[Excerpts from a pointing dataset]
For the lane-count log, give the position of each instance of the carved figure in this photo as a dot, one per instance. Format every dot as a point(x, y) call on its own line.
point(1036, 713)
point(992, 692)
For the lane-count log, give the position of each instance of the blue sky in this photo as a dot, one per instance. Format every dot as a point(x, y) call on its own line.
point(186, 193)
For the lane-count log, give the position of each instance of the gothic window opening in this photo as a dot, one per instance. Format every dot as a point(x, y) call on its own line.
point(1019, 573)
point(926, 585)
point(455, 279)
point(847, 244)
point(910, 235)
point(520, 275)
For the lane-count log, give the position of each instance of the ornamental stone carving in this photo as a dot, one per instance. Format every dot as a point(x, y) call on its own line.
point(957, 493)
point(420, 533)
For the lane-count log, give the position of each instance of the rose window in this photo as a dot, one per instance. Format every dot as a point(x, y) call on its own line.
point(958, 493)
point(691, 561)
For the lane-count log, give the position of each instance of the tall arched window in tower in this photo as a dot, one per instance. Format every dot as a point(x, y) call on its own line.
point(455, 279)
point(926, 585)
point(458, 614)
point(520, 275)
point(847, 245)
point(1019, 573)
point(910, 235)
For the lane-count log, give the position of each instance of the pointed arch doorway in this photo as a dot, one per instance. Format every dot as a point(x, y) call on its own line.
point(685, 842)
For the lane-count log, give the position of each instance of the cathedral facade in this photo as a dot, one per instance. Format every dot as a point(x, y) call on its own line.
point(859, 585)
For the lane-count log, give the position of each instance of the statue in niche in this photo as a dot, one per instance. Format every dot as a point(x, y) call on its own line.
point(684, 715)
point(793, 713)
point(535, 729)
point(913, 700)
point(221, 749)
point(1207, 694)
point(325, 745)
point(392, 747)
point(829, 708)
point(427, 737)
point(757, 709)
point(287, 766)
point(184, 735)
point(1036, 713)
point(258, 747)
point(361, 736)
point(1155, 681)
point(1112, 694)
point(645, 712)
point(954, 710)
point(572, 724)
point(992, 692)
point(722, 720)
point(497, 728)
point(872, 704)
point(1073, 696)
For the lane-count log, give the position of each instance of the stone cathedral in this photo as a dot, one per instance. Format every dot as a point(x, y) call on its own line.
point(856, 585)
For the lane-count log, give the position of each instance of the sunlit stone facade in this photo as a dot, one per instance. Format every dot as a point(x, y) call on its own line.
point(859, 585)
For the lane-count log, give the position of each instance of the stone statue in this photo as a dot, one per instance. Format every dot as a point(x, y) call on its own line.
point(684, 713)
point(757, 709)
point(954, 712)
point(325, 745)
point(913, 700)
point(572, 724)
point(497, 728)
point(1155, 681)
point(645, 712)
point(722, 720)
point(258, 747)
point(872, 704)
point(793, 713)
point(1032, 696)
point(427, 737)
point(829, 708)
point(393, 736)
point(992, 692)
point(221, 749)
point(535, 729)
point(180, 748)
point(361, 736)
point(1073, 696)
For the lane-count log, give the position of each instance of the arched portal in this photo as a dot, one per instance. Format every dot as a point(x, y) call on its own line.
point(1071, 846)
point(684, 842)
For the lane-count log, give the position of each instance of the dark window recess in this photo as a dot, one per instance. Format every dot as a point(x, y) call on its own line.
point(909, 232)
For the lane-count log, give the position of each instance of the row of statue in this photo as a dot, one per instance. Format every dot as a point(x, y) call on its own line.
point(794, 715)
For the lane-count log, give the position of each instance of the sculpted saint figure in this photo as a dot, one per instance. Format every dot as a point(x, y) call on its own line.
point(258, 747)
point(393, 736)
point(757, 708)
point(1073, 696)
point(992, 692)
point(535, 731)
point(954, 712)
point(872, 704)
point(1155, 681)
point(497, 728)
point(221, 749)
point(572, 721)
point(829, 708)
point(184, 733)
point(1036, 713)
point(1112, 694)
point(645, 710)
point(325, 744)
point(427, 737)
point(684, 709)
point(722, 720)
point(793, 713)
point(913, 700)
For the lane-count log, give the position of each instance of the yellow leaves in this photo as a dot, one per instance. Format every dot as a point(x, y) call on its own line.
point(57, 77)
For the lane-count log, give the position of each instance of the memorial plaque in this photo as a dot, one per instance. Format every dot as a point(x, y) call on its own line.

> Exercise aim:
Please rescale the records from the line that contains "of the pointed" through the line that contains "point(856, 585)", both included, and return only those lines. Write them out again with the requests unchanged, and in the answers multiply every x and y coordinate by 2, rounding to whole numbers with halves rounded up.

> The completed task:
For the lane-count log, give the position of each instance of the pointed arch doorway in this photo as a dot, one per instance. Format every dot as a point(x, y) call on its own line.
point(1370, 1684)
For the lane-count log, give the position of each instance of the cathedral facade in this photo as a dot, one per instance. Format every dot as a point(x, y) call on its own line.
point(1718, 1170)
For the lane-count log, give the position of each instance of the statue in niche in this photo as a dot, one per instance. Format every dot as a point(x, y) call on its own line.
point(1368, 1430)
point(1586, 1426)
point(1070, 1458)
point(1826, 1400)
point(442, 1498)
point(2414, 1388)
point(650, 1490)
point(784, 1494)
point(1658, 1416)
point(854, 1474)
point(1514, 1418)
point(574, 1532)
point(368, 1470)
point(2072, 1426)
point(516, 1494)
point(722, 1472)
point(2310, 1362)
point(2224, 1388)
point(1290, 1424)
point(1908, 1420)
point(1144, 1448)
point(1984, 1384)
point(1444, 1440)
point(994, 1456)
point(1744, 1408)
point(2146, 1392)
For the lane-count log, give the position of each instance of the stone cathedral in this photo as a dot, one per instance. Format every dot as a point(x, y) call on its own line.
point(1712, 1170)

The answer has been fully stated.